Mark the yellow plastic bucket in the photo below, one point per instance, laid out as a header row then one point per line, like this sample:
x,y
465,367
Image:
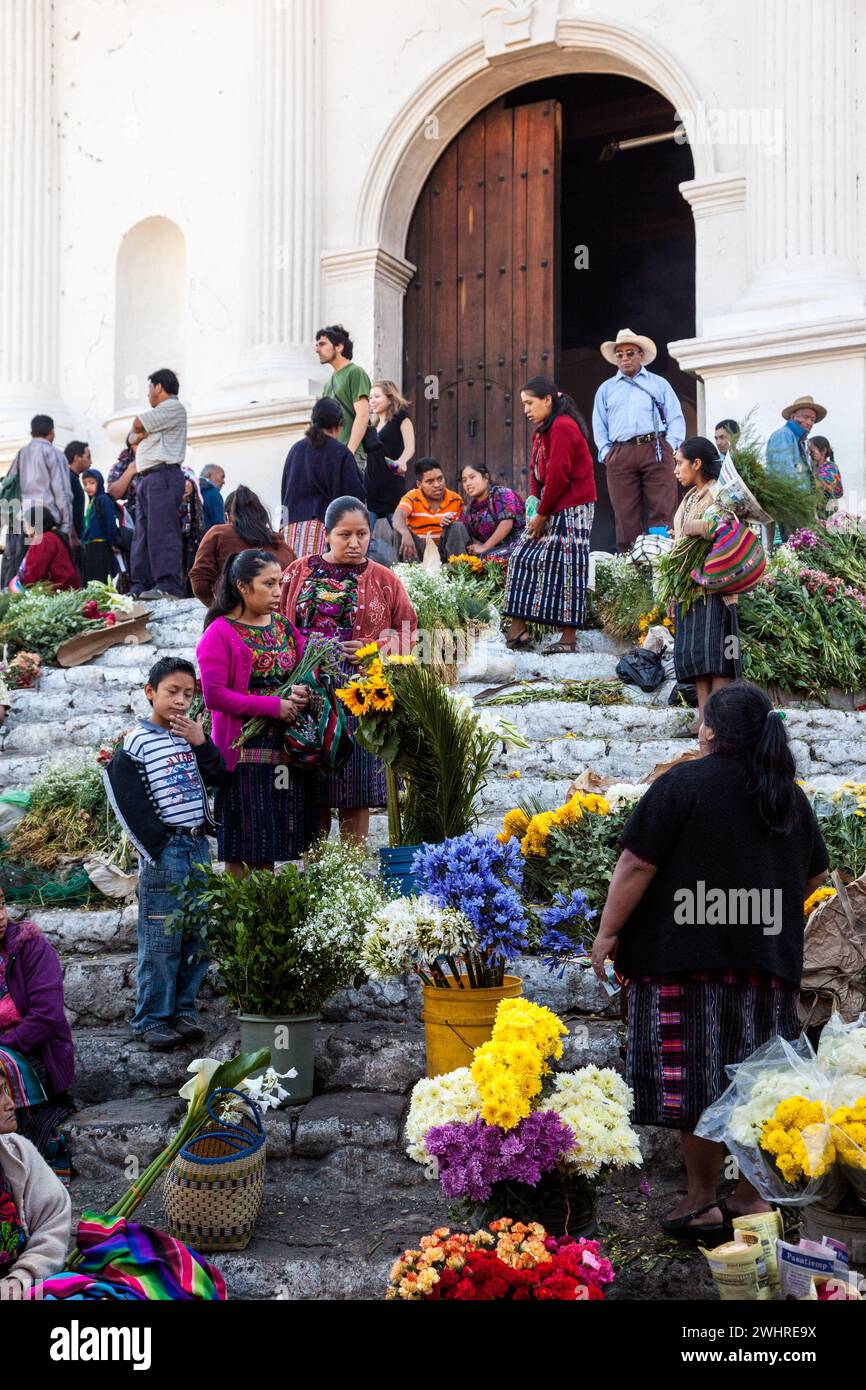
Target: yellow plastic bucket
x,y
459,1020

^^^^^^^^^^^^^^^^

• _DESCRIPTION OF THE TASK_:
Apart from the pictures, repeat every entry exactly.

• _WRITTEN ANSWER_:
Mark the yellow plastic bucket in the photo below, one point per instance, laid out as a header row then one point per line, like this sample:
x,y
465,367
Image:
Target: yellow plastic bucket
x,y
459,1020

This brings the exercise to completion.